> Your goal
Could you reproduce every line of the entries below, requests included, scaling each coordinate in the answers by 1.3 and rounding to whole numbers with halves going up? Leave the sample coordinates inside the requests untouched, and omit the pictures.

> Named-object pointing records

------------

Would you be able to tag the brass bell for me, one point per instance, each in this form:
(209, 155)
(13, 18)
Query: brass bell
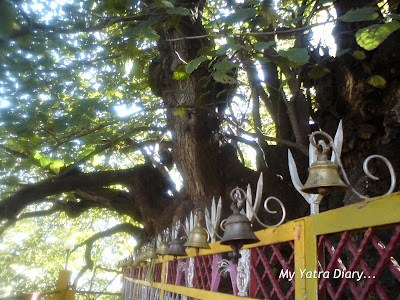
(323, 177)
(238, 232)
(151, 253)
(176, 248)
(198, 236)
(162, 248)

------------

> Finished task
Would you be able to tag the brass bell for me, one point per instance, each in this form:
(209, 155)
(13, 18)
Query: brass bell
(420, 230)
(309, 302)
(196, 329)
(229, 322)
(257, 307)
(211, 322)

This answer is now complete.